> _Verilen Metin_:

Anasayfa

24-06-2025
Dünyevileşme Hastalığı
Çağımız insanın en temel problemlerinden biri de dünyevileşmedir. Kur’an’ın sürekli olarak vurguladığı dünya - ahiret dengesinin dünyanın lehine bozulması, insanın hem bugününü hem de yarınını olumsuz olarak etkiler. Çoğu zaman sekülerleşme ile aynı anlamda kullanılan dünyevileşmeyi, biz dünyaya aşırı meyletme, madde ve menfaat merkezli yaşama anlamıyla ele aldık. Kur’an dünya nimetlerinden istifade etmeye engel olmaz.
24 Haziran 2025 Salı

Çağımız insanın en temel problemlerinden biri de dünyevileşmedir. Kur’an’ın sürekli olarak vurguladığı dünya - ahiret dengesinin dünyanın lehine bozulması, insanın hem bugününü hem de yarınını olumsuz olarak etkiler. Çoğu zaman sekülerleşme ile aynı anlamda kullanılan dünyevileşmeyi, biz dünyaya aşırı meyletme, madde ve menfaat merkezli yaşama anlamıyla ele aldık. Kur’an dünya nimetlerinden istifade etmeye engel olmaz.

Dünyaya ait olan, sürekli ona ait düşüncelere sahip, tek ve en önemli hedefi dünya olan kişiler için kullanılan dünyevileşme, tüm insanlık için büyük bir problem olduğu gibi Müslümanlar için de bir problem, bir sorundur. Aslında problem olmaktan öte bir hastalıktır. Dünyaya gönderiliş gayesine ters, fıtrata aykırı bir durumdur.

> _Alıştırma Yönergesi_: Dünyevileşme konulu yazıyı son cümlesinden itibaren sürdürün.

> _Kayıtlı Veriler_:
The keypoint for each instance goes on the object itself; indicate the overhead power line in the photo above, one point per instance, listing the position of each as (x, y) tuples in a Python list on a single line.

> _Görev Çıktısı_:
Dünyevileşen insan, karakterini oluşturan ahlaki değerlerden ister istemez uzaklaşır ve bir değerden taviz, zincirleme olarak devamını da beraberinde getirir. Böyle bir dünyevileşme hastalığı ile toplumumuzu oluşturan milli ve dini hasletlerimizi; örf, adet ve kültürümüzü de aynı şekilde kaybetmeye yüz tutar. Maalesef, son yıllarda aldığımız duyumlar ve yakinen gördüğümüz manzara pek iç açıcı değildir. Böyle bir dünyevileşme hastalığına doğru gittiğimizden olacak ki, azınlık kurum ve kuruluşlarımıza gereğince sahip çıkamıyoruz. Rabbimizin bize emanet ettiği çocuklarımızın terbiyelerinde oldukça ilgisiz kalmaya başladık. Geleceğimizi emanet edeceğimiz evlalarımıza karşı yerine getirmemiz gereken görevlerimizi unutur hale geldik. Yavrularımızın dini ve milli hasletlerini, Türk kültürünü, ana dillerini kazanabilecekleri azınlık okullarımıza göndermeyi ihmal eder olduk. Toz konduramadığımız ve çok sevdiğimizi iddia ettiğimiz çocuklarımıza karşı en önemli görev ve sorumluluğumuzun onları azınlık okullarımızda okutmakla başladığını göz ardı ediyoruz. Ne yazık ki, kapıldığımız dünyevileşme hastalığı nedeniyledir ki, çocuklarımızı bizden kopararak daha iyi eğitim alacakları iddiası ile azınlık okullarımızı karalama kampanyaları yapan çevrelerin tuzaklarına düşüp farkında olmadan asimilasyon projelerine yardımcı oluyoruz. Böylece göz göre göre ciğer parelerimizi kendi elimizle felakete sürüklüyoruz.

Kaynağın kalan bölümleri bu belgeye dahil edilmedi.